Document:
***

Summary Paul D takes Sethe and
Denver to a carnival, where they have a wonderful time. Although Denver has
been eager to get rid of Paul D, it now seems like there is a chance they will
be able to get along. However, when they return from the carnival, there is a
stranger sitting on a tree stump outside of their house. The book describes
how she emerged, fully clothed, from the river and had to sit for over a day to
get the strength to walk to 124 Bluestone Road. When Sethe sees this young
woman for the first time, sitting on a stump outside of her house, she has to
urinate very badly and cannot even make it to the outhouse.
The family invites this
stranger into the house. She has smooth, unlined skin and soft feet, and she
is very weak. She is also incredibly thirsty. She tells them that her name is
Beloved, and then she falls asleep. She sleeps for several days while Denver
watches over her, giving her water when she awakens for short periods and
washing the sheets out when she soils them. Denver brings this young woman
sweet things to eat once she gets up some strength, and she becomes a part of
the household. Paul D does not trust her, as he has seen her lift heavy
objects even though she seems weak, but Denver lies to Sethe to protect
Beloved.

***

Data listing:
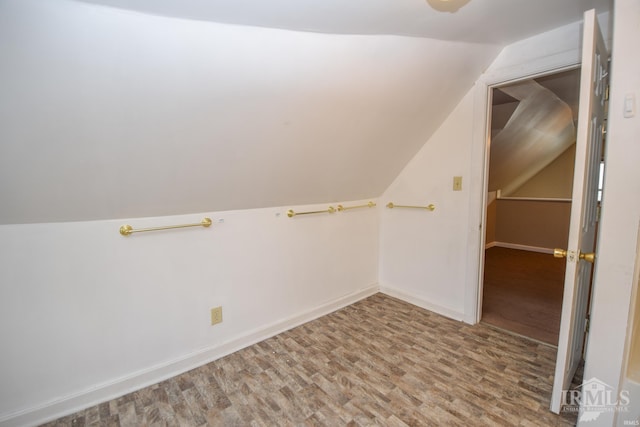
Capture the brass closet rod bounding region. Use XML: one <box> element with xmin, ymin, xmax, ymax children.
<box><xmin>120</xmin><ymin>218</ymin><xmax>211</xmax><ymax>236</ymax></box>
<box><xmin>387</xmin><ymin>202</ymin><xmax>436</xmax><ymax>211</ymax></box>
<box><xmin>338</xmin><ymin>202</ymin><xmax>376</xmax><ymax>212</ymax></box>
<box><xmin>287</xmin><ymin>206</ymin><xmax>336</xmax><ymax>218</ymax></box>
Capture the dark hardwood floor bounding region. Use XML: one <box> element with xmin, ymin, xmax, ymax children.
<box><xmin>482</xmin><ymin>247</ymin><xmax>565</xmax><ymax>345</ymax></box>
<box><xmin>47</xmin><ymin>294</ymin><xmax>575</xmax><ymax>426</ymax></box>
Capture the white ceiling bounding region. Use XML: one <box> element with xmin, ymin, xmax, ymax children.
<box><xmin>0</xmin><ymin>0</ymin><xmax>608</xmax><ymax>224</ymax></box>
<box><xmin>74</xmin><ymin>0</ymin><xmax>612</xmax><ymax>45</ymax></box>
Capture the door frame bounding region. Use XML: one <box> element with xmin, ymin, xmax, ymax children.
<box><xmin>477</xmin><ymin>67</ymin><xmax>581</xmax><ymax>328</ymax></box>
<box><xmin>464</xmin><ymin>51</ymin><xmax>582</xmax><ymax>324</ymax></box>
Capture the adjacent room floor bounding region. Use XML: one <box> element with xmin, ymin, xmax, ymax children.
<box><xmin>47</xmin><ymin>294</ymin><xmax>575</xmax><ymax>426</ymax></box>
<box><xmin>482</xmin><ymin>247</ymin><xmax>565</xmax><ymax>346</ymax></box>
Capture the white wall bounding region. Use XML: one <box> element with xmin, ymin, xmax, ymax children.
<box><xmin>0</xmin><ymin>0</ymin><xmax>499</xmax><ymax>224</ymax></box>
<box><xmin>0</xmin><ymin>200</ymin><xmax>378</xmax><ymax>425</ymax></box>
<box><xmin>585</xmin><ymin>0</ymin><xmax>640</xmax><ymax>426</ymax></box>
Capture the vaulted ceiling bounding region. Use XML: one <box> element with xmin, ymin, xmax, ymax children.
<box><xmin>0</xmin><ymin>0</ymin><xmax>608</xmax><ymax>224</ymax></box>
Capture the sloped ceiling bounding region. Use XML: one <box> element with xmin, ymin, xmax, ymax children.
<box><xmin>488</xmin><ymin>69</ymin><xmax>580</xmax><ymax>196</ymax></box>
<box><xmin>0</xmin><ymin>0</ymin><xmax>608</xmax><ymax>224</ymax></box>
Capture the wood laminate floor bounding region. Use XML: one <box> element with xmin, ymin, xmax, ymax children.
<box><xmin>482</xmin><ymin>247</ymin><xmax>565</xmax><ymax>345</ymax></box>
<box><xmin>46</xmin><ymin>294</ymin><xmax>575</xmax><ymax>426</ymax></box>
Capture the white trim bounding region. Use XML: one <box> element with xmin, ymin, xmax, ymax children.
<box><xmin>0</xmin><ymin>283</ymin><xmax>380</xmax><ymax>427</ymax></box>
<box><xmin>380</xmin><ymin>285</ymin><xmax>464</xmax><ymax>321</ymax></box>
<box><xmin>484</xmin><ymin>242</ymin><xmax>553</xmax><ymax>254</ymax></box>
<box><xmin>464</xmin><ymin>49</ymin><xmax>581</xmax><ymax>324</ymax></box>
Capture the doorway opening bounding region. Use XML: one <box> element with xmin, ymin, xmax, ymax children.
<box><xmin>481</xmin><ymin>68</ymin><xmax>580</xmax><ymax>346</ymax></box>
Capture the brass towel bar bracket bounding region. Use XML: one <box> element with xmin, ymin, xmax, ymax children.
<box><xmin>120</xmin><ymin>218</ymin><xmax>211</xmax><ymax>236</ymax></box>
<box><xmin>387</xmin><ymin>202</ymin><xmax>436</xmax><ymax>212</ymax></box>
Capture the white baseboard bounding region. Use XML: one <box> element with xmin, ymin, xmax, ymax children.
<box><xmin>380</xmin><ymin>285</ymin><xmax>465</xmax><ymax>321</ymax></box>
<box><xmin>0</xmin><ymin>284</ymin><xmax>380</xmax><ymax>427</ymax></box>
<box><xmin>484</xmin><ymin>242</ymin><xmax>553</xmax><ymax>254</ymax></box>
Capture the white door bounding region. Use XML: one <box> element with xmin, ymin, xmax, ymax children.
<box><xmin>551</xmin><ymin>10</ymin><xmax>608</xmax><ymax>413</ymax></box>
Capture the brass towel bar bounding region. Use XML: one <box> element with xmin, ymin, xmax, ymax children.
<box><xmin>287</xmin><ymin>202</ymin><xmax>376</xmax><ymax>218</ymax></box>
<box><xmin>120</xmin><ymin>218</ymin><xmax>211</xmax><ymax>236</ymax></box>
<box><xmin>287</xmin><ymin>206</ymin><xmax>336</xmax><ymax>218</ymax></box>
<box><xmin>387</xmin><ymin>202</ymin><xmax>436</xmax><ymax>211</ymax></box>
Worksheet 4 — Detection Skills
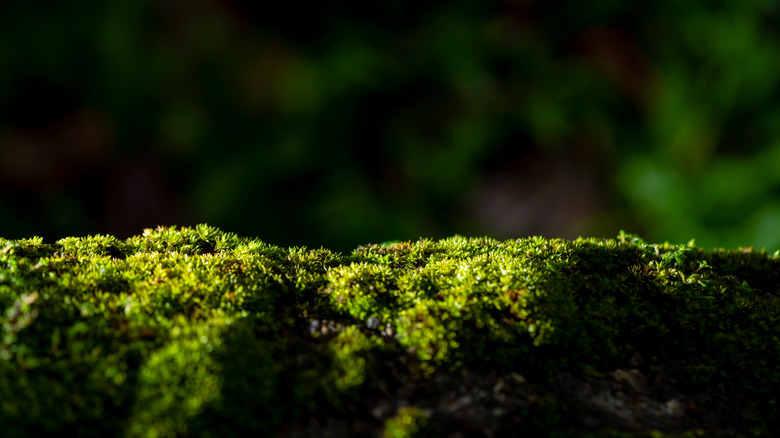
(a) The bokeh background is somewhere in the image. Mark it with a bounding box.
[0,0,780,251]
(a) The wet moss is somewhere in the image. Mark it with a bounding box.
[0,225,780,437]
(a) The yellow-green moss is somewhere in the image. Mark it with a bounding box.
[0,225,780,437]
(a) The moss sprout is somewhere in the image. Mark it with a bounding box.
[0,225,780,437]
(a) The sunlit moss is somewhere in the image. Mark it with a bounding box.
[0,225,780,437]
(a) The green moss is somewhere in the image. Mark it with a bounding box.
[0,225,780,437]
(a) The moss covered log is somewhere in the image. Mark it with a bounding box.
[0,225,780,438]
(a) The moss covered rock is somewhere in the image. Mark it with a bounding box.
[0,225,780,437]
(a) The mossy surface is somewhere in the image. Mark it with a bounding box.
[0,225,780,437]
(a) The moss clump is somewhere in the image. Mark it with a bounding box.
[0,225,780,437]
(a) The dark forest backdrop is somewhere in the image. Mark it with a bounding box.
[0,0,780,251]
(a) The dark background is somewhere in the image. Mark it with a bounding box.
[0,0,780,251]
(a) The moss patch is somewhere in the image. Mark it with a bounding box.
[0,225,780,437]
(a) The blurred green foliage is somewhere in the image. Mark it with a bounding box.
[0,0,780,250]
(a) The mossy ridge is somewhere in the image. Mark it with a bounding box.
[0,225,780,436]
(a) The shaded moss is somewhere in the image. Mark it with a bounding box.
[0,225,780,437]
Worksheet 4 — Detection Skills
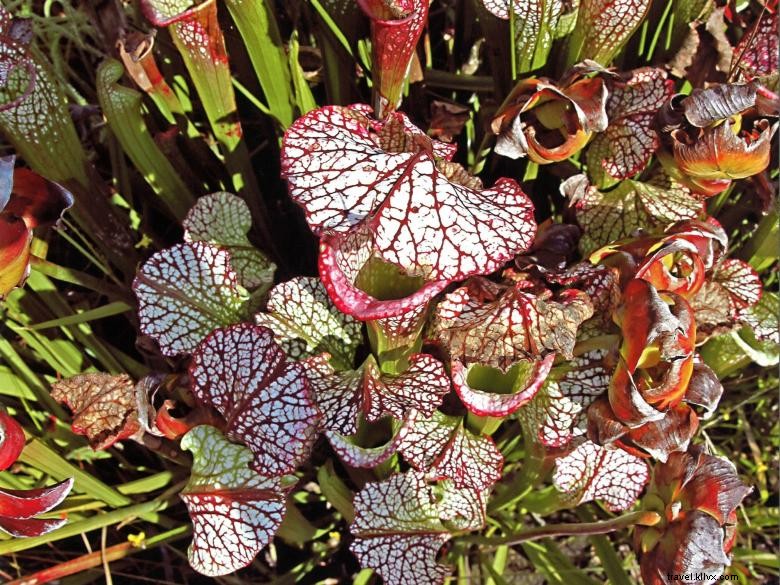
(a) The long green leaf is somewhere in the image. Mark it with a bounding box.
[225,0,295,128]
[27,301,133,331]
[97,59,195,219]
[19,439,132,506]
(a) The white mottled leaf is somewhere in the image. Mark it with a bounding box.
[133,242,248,356]
[180,425,285,577]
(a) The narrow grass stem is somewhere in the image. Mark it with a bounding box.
[458,511,660,547]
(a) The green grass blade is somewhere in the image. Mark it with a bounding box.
[19,439,132,506]
[0,500,167,555]
[225,0,295,128]
[289,31,317,115]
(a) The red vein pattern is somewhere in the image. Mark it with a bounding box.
[133,242,246,356]
[588,67,674,179]
[190,323,319,475]
[398,412,504,491]
[51,373,141,451]
[350,472,484,585]
[302,354,450,435]
[553,441,650,512]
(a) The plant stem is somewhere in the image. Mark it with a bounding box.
[459,511,660,547]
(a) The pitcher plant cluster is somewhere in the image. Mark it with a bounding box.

***

Complete the following:
**A)** According to the summary, what has Paul D seen Beloved do that makes him distrust her?
**B)** Rewrite the listing from the line containing "(a) The moss clump" down to the line containing "[289,31,317,115]", replacing "bounding box" with "rectangle" and keeping everything else the same. Leave the pictures out.
The summary and the listing were taken from separate sources.

Exercise results:
**A)** He has seen her lift heavy objects even though she seems weak.

**B)**
(a) The moss clump is somewhere in the image. Mark it with a rectangle.
[0,225,780,437]
(a) The dark forest backdrop is somewhere in the image. Mark it with a rectangle.
[0,0,780,251]
(a) The dark background is somewhere in the image. Mark it with a rectangle.
[0,0,780,251]
(a) The moss patch is somewhere in the image. Mark it with a rectangle.
[0,225,780,437]
(a) The blurred green foliage is somewhere in the image. Mark it with a rectangle.
[0,0,780,250]
(a) The mossy ridge is somewhere in the image. Mark it with a rectangle.
[0,225,780,436]
(a) The shaded moss is somewhere in the image. Mark it with a rectangle.
[0,225,780,437]
Worksheet 4 — Detection Skills
(a) The long green leaf is somewhere in the image. Mark it with a rectangle.
[225,0,295,128]
[27,301,133,331]
[97,59,195,219]
[19,439,132,506]
(a) The white mottled leaf is somewhere in the image. Mark it with a rectangle.
[133,242,248,356]
[180,425,285,577]
(a) The narrow grass stem is somewhere in the image. Mark it with a rectangle.
[458,511,660,547]
(a) The green grass blade is somewhere in the image. Mark it with a rectangle.
[19,439,132,506]
[0,500,167,555]
[225,0,295,128]
[289,31,317,115]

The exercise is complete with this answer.